> [STATED EXERCISE A] Render every line of the records below as a Markdown table with the columns Row (a running number) and Entry (the line), skipping blank lines and leaving out the pictures.

Classify 3D structural heterogeneity

From Relion
Jump to navigation Jump to search

Filling in the GUI

For 3D classifications, select the run-type of 3D classification from the drop-down menu at the top of the GUI.

I/O tab

  • Apart from the initial reference map, the number of classes is the second most important parameter of this procedure. Often one performs multiple calculations with different values.
  • If the reference was not reconstructed from the input images in either XMIPP or RELION, you may assume it is not on the absolute greyscale. However, as also mentioned in the important note for 3D classification on the Prepare input files section, it is highly recommended to use a consensus model that comes from the data themselves in order to classify structural heterogeneity.
  • Provide the correct symmetry point group. Note there are various settings for icosahedral symmetry, also see the Conventions. Make sure your input map is in the one you provide here.

CTF tab

  • The pixel size (in Angstrom) should be the same as the one used to estimate the CTF parameters (unless you rescaled the images afterwards, in which case the same scale factor should be applied to the pixel size).
  • If no CTF correction is to be performed, make sure you phase-flipped your data during preprocessing. See the Prepare input files page.
  • If the particles have been phase flipped, tell the program about this.

> [STATED EXERCISE B] Return the passage of the 3D classification text above between "From Relion" and "with different values.", inclusive.

> [RECORDS PROVIDED]
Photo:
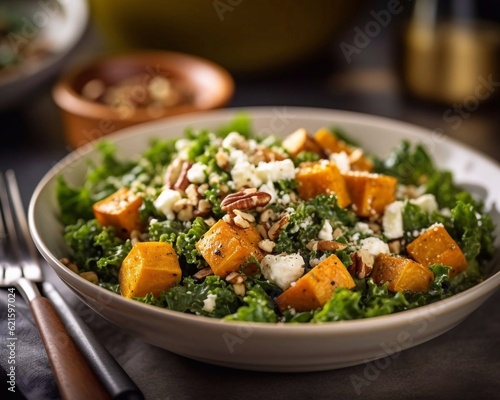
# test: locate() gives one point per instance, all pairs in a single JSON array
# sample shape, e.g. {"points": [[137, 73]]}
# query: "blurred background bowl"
{"points": [[114, 92], [246, 37], [38, 39]]}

> [WORKED SOLUTION A]
| Row | Entry |
|---|---|
| 1 | Photo: |
| 2 | # test: locate() gives one point per instance, all pairs in a single JSON array |
| 3 | # sample shape, e.g. {"points": [[137, 73]]} |
| 4 | # query: "blurred background bowl" |
| 5 | {"points": [[114, 92], [246, 37], [38, 39]]} |

> [WORKED SOLUTION B]
From Relion
Jump to navigation Jump to search

Filling in the GUI

For 3D classifications, select the run-type of 3D classification from the drop-down menu at the top of the GUI.

I/O tab

  • Apart from the initial reference map, the number of classes is the second most important parameter of this procedure. Often one performs multiple calculations with different values.